Blackbirds of Broadway shuffles into Foothills

by Steve Vineberg

BLACKBIRDS OF BROADWAY. Conceived by David Coffman. Directed and choreographed by Marion J. Caffey. Musical direction by Charles M. Vassallo. Set designed by Janie E. Fliegel. Costumes by Jeff Fender. Lighting by Annmarie Duggan. With H. Clent Bowers, Larry Hines, Andi Hopkins, Tracey Lee, Kimberley Michaels, Dennis Stowe, and Eyan Williams. At Worcester Foothills Theatre, through April 27.

The black musical revue made its debut in 1921 with the premiere of Shuffle Along, which had songs by Noble Sissle and Eubie Blake. It was a phenomenon of the '20s, where it existed alongside the Harlem Renaissance, and of the '30s; by wartime, it had been subsumed, like almost all revues, by book shows. (Black musicals were woefully infrequent over the next couple of decades, but there were a few, like Cabin in the Sky, St. Louis Woman, and Jamaica.) The era of the black revues unveiled so much talent that it's become legendary: if you traveled uptown to Harlem to visit the Cotton Club or midtown to Lew Leslie's nightclub, Les Ambassadeurs, for a glimpse of one of his Blackbirds shows, you got to see performers such as Duke Ellington, Ethel Waters, Cab Calloway, Adelaide Hall, Florence Mills, and Louis Armstrong.

The Blackbirds revues -- the inspiration behind David Coffman and Marion J. Caffey's exuberant production Blackbirds of Broadway, which closes the season at Foothills Theatre -- were the brainchild of Leslie, a white producer, who was already well known for assembling 1922's Plantation Revue. The earliest edition of Blackbirds was in 1926, but it was Blackbirds of 1928 that made the series famous. Its Dorothy Fields-Jimmy McHugh songs included "I Can't Give You Anything But Love," and Bill "Bojangles" Robinson danced the -- from all accounts -- showstopping eleven-o'clock number. (In 1968 Columbia put out a collection of songs from the show, remastered from period recordings by black artists, including some of the original stars. I've never seen it on CD, but if you run across it in a second-hand record store, grab it -- it's a treasure.)

Blackbirds of Broadway gathers together songs from all the Blackbirds revues (there were later editions in 1930, 1932, 1933 and 1939), Plantation Revue, the Cotton Club shows, and elsewhere. This is a rousing collection that includes "Papa De Da Da," "My Handy Man," the indispensable "Stormy Weather," "Bye Bye Blackbird," and two personal favorites that aren't heard often enough, "Memories of You" and "Until the Real Thing Comes Along." (Charles M. Vassalo does yeoman service as musical director.) You can enjoy the show for its music alone, or just for Jeff Fender's imaginative, evocative costumes. But the focus of the evening is, appropriately, on the seven performers: Larry Hines, Andi Hopkins, Tracey Lee, torch singer Kimberley Michaels, Dennis Stowe, Eyan Williams, and the sensationally charismatic H. Clent Bowers, whose bogus role as "The Conjure Man" -- a kind of supernatural M.C. acting as a spirit medium for the voices of the Blackbirds -- enables him to act as the show's galvanizing force. At the press opening, where the incredibly hard-working cast seemed a little tense at first, it was Bowers's appearance in a black zoot suit with crimson lining to sing Cab Calloway's signature tune, "Minnie the Moocher," that smoothed out all the show's wrinkles. (I assume that by this point in the run the first act is as relaxed as the second.)

- [Work to be completed] According to the review, which edition of Lew Leslie's revues made the Blackbirds series famous?

- [Recorded information]

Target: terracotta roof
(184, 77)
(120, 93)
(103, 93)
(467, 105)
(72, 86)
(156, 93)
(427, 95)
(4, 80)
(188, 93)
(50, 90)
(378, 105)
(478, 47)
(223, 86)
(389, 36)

- [Answer to this problem] Blackbirds of 1928